* [Supplied passage]:
Encinitas will hire a manager to handle homelessness issues ranging from illegal campsite removals to mental health counseling services, the City Council decided last week.

Council members unanimously approved the request from Roy Sapa’u, the city’s director of development services, to add the new position. The annual cost will be $191,825, but the city won’t need to make a new budget appropriation until the next fiscal year starts in July 2023. Encinitas will cover the current year’s salary expense by using savings from several vacant city employee positions, a city staff report indicates.

It was evident during this year’s campaign season that “homelessness in Encinitas has become an increasingly visible and polarizing issue” that the city needs to better address, said Councilmember Tony Kranz, who won the mayor’s election and will be sworn into that job later this year. He added that he thinks the city needs to spend more money on homelessness solutions, mentioning that Encinitas is “far behind” Carlsbad.

Encinitas currently spends about $500,000 a year on programs that serve homeless people, including the city’s Safe Parking Lot Program, the HOPE Team, Opening Doors, and Interfaith Community Services, a city staff report states. The money comes both from the city’s General Fund and federal Community Development Block grants.

Sapa’u told the council that the new manager will take charge of the various programs the city offers, and enhance existing services and seek new sources of grant funding.

Councilmembers Kellie Hinze and Joy Lyndes said they hoped the manager would improve community education efforts when it comes to homelessness issues. For example, Hinze said, she would like residents to know more options for calling for help, rather than just dialing 911 when they see someone who appears to be homeless and is having a mental health issue.

* [What to produce]: Copy the part of the Encinitas homelessness article starting at "Sapa’u told the" and ending at "mental health issue.".

* [Raw data]:
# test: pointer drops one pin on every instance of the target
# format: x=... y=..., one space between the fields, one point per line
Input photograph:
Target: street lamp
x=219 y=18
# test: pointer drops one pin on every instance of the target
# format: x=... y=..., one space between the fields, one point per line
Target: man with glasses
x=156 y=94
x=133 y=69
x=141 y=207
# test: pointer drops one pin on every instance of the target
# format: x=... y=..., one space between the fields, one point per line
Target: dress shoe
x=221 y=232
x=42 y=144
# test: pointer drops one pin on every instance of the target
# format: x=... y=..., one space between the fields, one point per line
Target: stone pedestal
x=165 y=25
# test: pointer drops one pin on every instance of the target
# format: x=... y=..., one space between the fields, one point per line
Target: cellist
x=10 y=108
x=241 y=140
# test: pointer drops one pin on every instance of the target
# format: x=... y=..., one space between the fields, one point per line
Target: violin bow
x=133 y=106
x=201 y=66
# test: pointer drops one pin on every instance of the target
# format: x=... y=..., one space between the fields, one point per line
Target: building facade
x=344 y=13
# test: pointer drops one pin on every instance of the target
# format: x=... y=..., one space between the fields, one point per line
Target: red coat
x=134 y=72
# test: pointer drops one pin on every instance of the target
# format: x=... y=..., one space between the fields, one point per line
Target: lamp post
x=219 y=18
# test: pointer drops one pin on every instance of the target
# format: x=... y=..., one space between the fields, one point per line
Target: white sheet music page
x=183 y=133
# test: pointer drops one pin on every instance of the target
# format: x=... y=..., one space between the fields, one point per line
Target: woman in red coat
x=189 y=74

* [Answer to the problem]:
Sapa’u told the council that the new manager will take charge of the various programs the city offers, and enhance existing services and seek new sources of grant funding.

Councilmembers Kellie Hinze and Joy Lyndes said they hoped the manager would improve community education efforts when it comes to homelessness issues. For example, Hinze said, she would like residents to know more options for calling for help, rather than just dialing 911 when they see someone who appears to be homeless and is having a mental health issue.